- [Directions]: Please give each line of the listing below as a row of a Markdown table with the columns Row and Line, numbering the rows and leaving out blank lines.

*** Dataset ***

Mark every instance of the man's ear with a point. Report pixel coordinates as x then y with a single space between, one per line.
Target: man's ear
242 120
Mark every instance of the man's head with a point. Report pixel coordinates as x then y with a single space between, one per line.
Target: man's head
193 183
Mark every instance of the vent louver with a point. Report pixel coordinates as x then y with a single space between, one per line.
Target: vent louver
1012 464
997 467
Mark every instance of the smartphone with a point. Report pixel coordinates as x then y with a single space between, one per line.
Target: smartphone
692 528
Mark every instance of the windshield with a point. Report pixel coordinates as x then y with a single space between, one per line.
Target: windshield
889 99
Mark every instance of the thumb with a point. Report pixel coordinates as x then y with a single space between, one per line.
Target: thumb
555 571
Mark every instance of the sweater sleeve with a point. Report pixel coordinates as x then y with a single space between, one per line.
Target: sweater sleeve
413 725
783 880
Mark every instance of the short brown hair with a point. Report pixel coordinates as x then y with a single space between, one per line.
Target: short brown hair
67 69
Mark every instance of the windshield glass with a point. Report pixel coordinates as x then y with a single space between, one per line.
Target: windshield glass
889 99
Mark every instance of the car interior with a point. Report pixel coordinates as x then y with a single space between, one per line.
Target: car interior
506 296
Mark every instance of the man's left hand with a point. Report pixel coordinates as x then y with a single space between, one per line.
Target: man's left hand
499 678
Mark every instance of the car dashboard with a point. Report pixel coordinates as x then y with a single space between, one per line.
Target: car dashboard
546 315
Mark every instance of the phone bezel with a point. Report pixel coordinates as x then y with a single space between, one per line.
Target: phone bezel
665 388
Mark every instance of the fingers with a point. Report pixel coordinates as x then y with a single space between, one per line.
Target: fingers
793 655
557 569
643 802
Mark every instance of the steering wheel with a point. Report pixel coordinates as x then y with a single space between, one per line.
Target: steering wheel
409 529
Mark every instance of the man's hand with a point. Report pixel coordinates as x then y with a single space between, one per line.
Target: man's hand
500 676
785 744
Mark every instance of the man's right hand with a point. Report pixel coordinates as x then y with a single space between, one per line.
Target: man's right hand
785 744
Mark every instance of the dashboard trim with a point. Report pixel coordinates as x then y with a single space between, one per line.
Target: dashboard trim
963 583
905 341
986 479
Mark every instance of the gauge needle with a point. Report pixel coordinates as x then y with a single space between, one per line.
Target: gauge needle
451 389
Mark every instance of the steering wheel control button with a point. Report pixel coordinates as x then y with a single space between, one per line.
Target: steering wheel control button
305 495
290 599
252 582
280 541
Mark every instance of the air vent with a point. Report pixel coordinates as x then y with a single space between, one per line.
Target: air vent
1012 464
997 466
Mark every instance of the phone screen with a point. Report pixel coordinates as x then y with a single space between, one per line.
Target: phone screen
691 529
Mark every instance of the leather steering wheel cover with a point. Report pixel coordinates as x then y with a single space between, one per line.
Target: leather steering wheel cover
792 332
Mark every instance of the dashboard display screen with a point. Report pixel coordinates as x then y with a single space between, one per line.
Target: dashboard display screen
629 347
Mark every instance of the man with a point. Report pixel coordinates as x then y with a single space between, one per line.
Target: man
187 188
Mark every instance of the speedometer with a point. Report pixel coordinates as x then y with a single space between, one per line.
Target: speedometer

***

- [Correct output]:
| Row | Line |
|---|---|
| 1 | Mark every instance of the man's ear with a point. Report pixel coordinates as x then y with a single space between, one per line. |
| 2 | Target: man's ear |
| 3 | 242 120 |
| 4 | Mark every instance of the man's head with a point. Report pixel coordinates as x then y with a single space between, one per line. |
| 5 | Target: man's head |
| 6 | 193 183 |
| 7 | Mark every instance of the vent louver with a point. Report pixel coordinates as x then y with a single space between, one per line. |
| 8 | Target: vent louver |
| 9 | 1012 464 |
| 10 | 997 467 |
| 11 | Mark every instance of the smartphone with a point. Report pixel coordinates as x then y with a single space between, one per line. |
| 12 | Target: smartphone |
| 13 | 692 528 |
| 14 | Mark every instance of the windshield with a point. Report pixel coordinates as x then y with a single space between, one per line. |
| 15 | Target: windshield |
| 16 | 889 99 |
| 17 | Mark every instance of the thumb with a point. Report pixel coordinates as x then y with a single space between, one per line. |
| 18 | Target: thumb |
| 19 | 555 571 |
| 20 | Mark every instance of the sweater sleeve with a point. Report pixel coordinates as x then y with a single space between, one per line. |
| 21 | Target: sweater sleeve |
| 22 | 413 725 |
| 23 | 783 880 |
| 24 | Mark every instance of the short brown hair with a point. Report pixel coordinates as x then y with a single space between, one per line. |
| 25 | Target: short brown hair |
| 26 | 67 69 |
| 27 | Mark every instance of the windshield glass with a point. Report pixel coordinates as x then y with a single space between, one per line. |
| 28 | Target: windshield glass |
| 29 | 889 99 |
| 30 | Mark every instance of the car interior with a point. Report pixel coordinates as x then y with a single space between, one per line. |
| 31 | Target: car interior |
| 32 | 506 296 |
| 33 | Mark every instance of the man's left hand with a point. Report pixel coordinates as x then y with a single space between, one per line. |
| 34 | Target: man's left hand |
| 35 | 499 678 |
| 36 | Mark every instance of the car dashboard with a point. Report pixel coordinates as x then y with a single space between, one per line. |
| 37 | Target: car dashboard |
| 38 | 546 315 |
| 39 | Mark every instance of the phone bezel with a point. Report pixel coordinates as x then y with a single space between, one per line. |
| 40 | Target: phone bezel |
| 41 | 665 388 |
| 42 | Mark every instance of the fingers with a point. Report pixel coordinates as x then y with a single space between, one per line. |
| 43 | Target: fingers |
| 44 | 793 655 |
| 45 | 557 569 |
| 46 | 643 802 |
| 47 | Mark every instance of the steering wheel with a point. Report pixel coordinates as x then y with a single space between, one per line. |
| 48 | Target: steering wheel |
| 49 | 409 529 |
| 50 | Mark every instance of the man's hand with a point. Report pixel coordinates as x then y with a single space between, one per line. |
| 51 | Target: man's hand |
| 52 | 500 676 |
| 53 | 785 744 |
| 54 | Mark every instance of the man's right hand with a point. Report pixel coordinates as x then y with a single space between, one per line. |
| 55 | Target: man's right hand |
| 56 | 785 744 |
| 57 | Mark every instance of the dashboard trim with a point. Report pixel coordinates as x then y with a single space between, one per line. |
| 58 | Target: dashboard trim |
| 59 | 963 583 |
| 60 | 905 341 |
| 61 | 986 479 |
| 62 | Mark every instance of the gauge needle with a point. Report pixel coordinates as x then y with a single space between, one per line. |
| 63 | Target: gauge needle |
| 64 | 451 389 |
| 65 | Mark every instance of the steering wheel control button with a point. Report pixel coordinates as x then y with a single space between, one per line. |
| 66 | Target: steering wheel control button |
| 67 | 305 495 |
| 68 | 290 599 |
| 69 | 252 582 |
| 70 | 280 541 |
| 71 | Mark every instance of the air vent with a point. Report pixel coordinates as x then y with a single space between, one per line. |
| 72 | Target: air vent |
| 73 | 1012 464 |
| 74 | 997 466 |
| 75 | Mark every instance of the phone screen with a point. Report pixel coordinates as x then y with a single space between, one per line. |
| 76 | Target: phone screen |
| 77 | 691 529 |
| 78 | Mark every instance of the leather steering wheel cover with a point. Report pixel coordinates as x then y with a single space between, one per line. |
| 79 | Target: leather steering wheel cover |
| 80 | 792 332 |
| 81 | Mark every instance of the dashboard display screen with a point. Report pixel coordinates as x then y with a single space between, one per line. |
| 82 | Target: dashboard display screen |
| 83 | 629 347 |
| 84 | Mark every instance of the man with a point. Report pixel coordinates as x then y with a single space between, one per line. |
| 85 | Target: man |
| 86 | 187 188 |
| 87 | Mark every instance of the speedometer with a point. Report pixel coordinates as x then y with a single space between, one per line. |
| 88 | Target: speedometer |